◆ **Brano citato**:

= = =

Non trovi un nesso tra questo: https://www.ilrestodelcarlino.it/reggio-emilia/cronaca/affidi-illeciti-regali-1.4671574 vedi caso dei due fratellini e questo https://lab.gedidigital.it/repubblica/2017/veleno/?p=2 ?

Questo è un articolo del 2013: https://www.panorama.it/news/in-giustizia/lo-scandalo-dei-minori-affidati/
Se sono arrivati a mettere in piedi una simile macchina hanno trovato un terreno che ha consentito questo. E ad oggi potrebbe anche non essere la sola.


----------



## danny (1 Luglio 2019)

Marjanna ha detto:


> Tentavo di far notare nel precedente commento che era già accaduto qualcosa di molto simile, ora non dovrebbero essere messe in pratica delle procedure perchè non si ripeta?
> 
> I casi sono più o meno tutti simili. Famiglie con problemi, in qualche modo già note agli assistenti sociali, e in alcuni casi non viste benissimo neppure dalla comunità. Ora da lì all'abuso o al maltrattamento il passo non dovrebbe essere breve. Ed invece è quanto è avvenuto.
> Sono stati colpiti i bambini di famiglie "deboli", spesso per problemi economici che già facevano appoggio agli assistenti sociali, non è che son andati a prendersi i figli di un noto medico o di un avvocato per dire, perchè è più facile far credere che persone in queste condizioni possano anche essere "l'orco". Questo era il meccanismo messo in atto in passato.


Ricordo a tal proposito  anche il caso dei fratellini di Basiglio.
https://www.tempi.it/una-pura-spaventosa-formalit-la-storia-dei-fratellini-di-basiglio/


----------



## danny (1 Luglio 2019)

Marjanna ha detto:


> Secondo me sei fuori strada, ci sono troppe persone in mezzo, il fulcro non sta lì. Nei gender. Anche se probabilmente sono stati visti come possibili "compratori".
> *Non è la prima volta che si sente di assistenti sociali fare, concedimi il termine, cazzate levando bambini che vengono sbattuti in situazioni anche peggiori.* E questo è il dato più grave. Che queste persone non vengano in qualche modo monitorate.
> I





perplesso ha detto:


> il fiulcro è proprio lì.   questa criminale agiva sulle basi della sua *ideologia*.



Quindi, pregiudizi, incompetenza o ideologia?
Dove porre il confine tra uno e gli altri?


----------



## Marjanna (1 Luglio 2019)

danny ha detto:


> Quindi, pregiudizi, incompetenza o ideologia?
> Dove porre il confine tra uno e gli altri?


Che la responsabile dei servizi sociali fosse a favore di questa "ideologia" sembra abbastanza evidente.
Su base di questa una bimba è stata data in affido ad una sua ex, e se non ricordo male alla stessa furono assegnati anche il doppio dei soldi per l'affido della bambina.
Incompetenza non ne vedo, erano coscienti di quello che facevano e hanno messo in moto uno schema già noto (vedi il passato dell'associazione torinese), dove il giro di soldi è già alto di suo. In questo caso il giro di soldi è ancora più alto visto che pare che alcune coppie affidatarie abbiano pagato per i bambini.

= = =

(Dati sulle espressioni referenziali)
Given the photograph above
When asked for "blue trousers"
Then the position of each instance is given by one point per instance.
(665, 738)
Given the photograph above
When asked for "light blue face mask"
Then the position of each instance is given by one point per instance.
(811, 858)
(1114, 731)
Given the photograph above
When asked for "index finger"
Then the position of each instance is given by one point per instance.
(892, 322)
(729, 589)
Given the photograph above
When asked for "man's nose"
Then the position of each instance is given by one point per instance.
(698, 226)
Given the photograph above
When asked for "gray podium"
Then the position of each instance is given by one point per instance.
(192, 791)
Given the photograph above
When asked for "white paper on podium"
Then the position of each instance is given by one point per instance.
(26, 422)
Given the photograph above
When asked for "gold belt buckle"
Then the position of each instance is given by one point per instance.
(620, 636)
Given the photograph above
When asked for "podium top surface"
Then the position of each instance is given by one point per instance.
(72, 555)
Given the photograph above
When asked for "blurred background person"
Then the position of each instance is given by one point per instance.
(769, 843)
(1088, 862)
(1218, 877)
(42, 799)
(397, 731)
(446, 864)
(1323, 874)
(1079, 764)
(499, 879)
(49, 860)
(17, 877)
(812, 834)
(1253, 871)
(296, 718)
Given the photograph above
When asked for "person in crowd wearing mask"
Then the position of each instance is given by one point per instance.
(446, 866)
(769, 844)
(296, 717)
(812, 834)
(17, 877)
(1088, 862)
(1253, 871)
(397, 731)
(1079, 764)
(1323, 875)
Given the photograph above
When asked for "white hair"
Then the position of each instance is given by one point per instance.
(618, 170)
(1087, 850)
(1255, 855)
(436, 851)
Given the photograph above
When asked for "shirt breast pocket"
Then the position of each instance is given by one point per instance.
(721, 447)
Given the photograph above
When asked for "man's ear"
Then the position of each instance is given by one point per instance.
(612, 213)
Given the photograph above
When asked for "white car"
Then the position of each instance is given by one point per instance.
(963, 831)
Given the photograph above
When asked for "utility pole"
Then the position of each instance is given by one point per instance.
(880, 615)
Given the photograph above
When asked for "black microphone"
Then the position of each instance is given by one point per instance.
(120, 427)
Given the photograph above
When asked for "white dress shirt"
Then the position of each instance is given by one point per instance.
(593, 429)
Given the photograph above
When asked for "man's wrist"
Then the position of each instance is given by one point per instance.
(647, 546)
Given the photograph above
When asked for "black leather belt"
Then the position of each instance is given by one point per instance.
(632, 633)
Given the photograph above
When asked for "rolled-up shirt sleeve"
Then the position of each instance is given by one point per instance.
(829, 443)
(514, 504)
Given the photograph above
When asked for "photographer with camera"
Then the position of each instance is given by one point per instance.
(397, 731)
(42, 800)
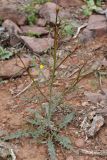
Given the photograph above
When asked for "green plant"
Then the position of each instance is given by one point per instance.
(32, 13)
(5, 54)
(41, 1)
(45, 122)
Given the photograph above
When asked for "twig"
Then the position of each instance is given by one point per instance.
(67, 57)
(78, 30)
(36, 85)
(102, 153)
(27, 87)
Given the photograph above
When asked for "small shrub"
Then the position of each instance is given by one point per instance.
(5, 54)
(90, 7)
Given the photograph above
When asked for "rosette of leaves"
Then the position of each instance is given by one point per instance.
(46, 129)
(5, 54)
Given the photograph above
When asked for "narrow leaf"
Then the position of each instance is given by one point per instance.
(63, 140)
(66, 120)
(51, 150)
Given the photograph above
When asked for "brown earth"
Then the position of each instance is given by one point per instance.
(13, 110)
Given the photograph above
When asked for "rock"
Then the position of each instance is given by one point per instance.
(97, 27)
(34, 30)
(13, 31)
(12, 14)
(11, 27)
(68, 3)
(79, 142)
(13, 67)
(48, 12)
(97, 123)
(70, 157)
(103, 136)
(41, 22)
(98, 24)
(38, 45)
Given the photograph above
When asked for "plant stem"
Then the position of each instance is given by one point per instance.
(54, 63)
(33, 80)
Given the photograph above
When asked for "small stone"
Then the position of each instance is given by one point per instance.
(10, 12)
(97, 27)
(13, 68)
(70, 157)
(79, 142)
(38, 45)
(97, 123)
(11, 27)
(34, 30)
(48, 12)
(41, 22)
(68, 3)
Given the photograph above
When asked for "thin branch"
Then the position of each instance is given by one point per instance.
(102, 153)
(37, 87)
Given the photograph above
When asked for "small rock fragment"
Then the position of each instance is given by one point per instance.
(97, 27)
(34, 30)
(41, 22)
(38, 45)
(13, 67)
(48, 12)
(97, 123)
(11, 27)
(10, 12)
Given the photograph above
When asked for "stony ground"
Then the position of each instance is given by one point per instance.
(88, 99)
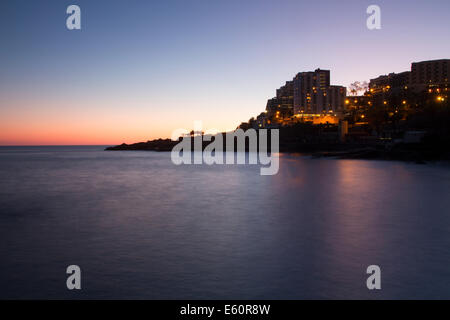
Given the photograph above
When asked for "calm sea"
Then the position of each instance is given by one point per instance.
(141, 227)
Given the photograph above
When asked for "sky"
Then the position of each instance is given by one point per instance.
(138, 70)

= = =

◆ **Cosa fare**:
1. Nella discussione sugli affidi, di che anno è l'articolo di Panorama citato?
2. Prosegui la discussione sugli affidi dopo l'ultimo messaggio riportato.

◆ **Compiti svolti**:
1. È del 2013.

2.
Inoltre mettere in mezzo finti danni per abusi porta l'incasso delle psicoterapie che seguiranno negli anni futuri, nel caso passato il terapeuta era la stessa persona che aveva certificato l'abuso.

Mi sembra scontato che i bambini non possano essere dati a chiunque come fossero i nati di qualche "cucciolata scomoda", tanto più dove non c'è nessuna "cucciolata scomoda" ma ci sono bambini sottratti a famiglie che nei servizi sociali cercavano appoggio.
Il pregiudizio è stato usato come terreno fertile per levare i bambini a queste famiglie.


----------



## danny (1 Luglio 2019)

Marjanna ha detto:


> Che la responsabile dei servizi sociali fosse a favore di questa "ideologia" sembra abbastanza evidente.
> Su base di questa una bimba è stata data in affido ad una sua ex, e se non ricordo male alla stessa furono assegnati anche il doppio dei soldi per l'affido della bambina.
> Incompetenza non ne vedo, erano coscienti di quello che facevano e hanno messo in moto uno schema già noto (vedi il passato dell'associazione torinese), dove il giro di soldi è già alto di suo. In questo caso il giro di soldi è ancora più alto visto che pare che alcune coppie affidatarie abbiano pagato per i bambini.
> Inoltre mettere in mezzo finti danni per abusi porta l'incasso delle psicoterapie che seguiranno negli anni futuri, nel caso passato il terapeuta era la stessa persona che aveva certificato l'abuso.
> ...


:up:


----------



## Foglia (1 Luglio 2019)

Marjanna ha detto:


> Che la responsabile dei servizi sociali fosse a favore di questa "ideologia" sembra abbastanza evidente.
> Su base di questa una bimba è stata data in affido ad una sua ex, e se non ricordo male alla stessa furono assegnati anche il doppio dei soldi per l'affido della bambina.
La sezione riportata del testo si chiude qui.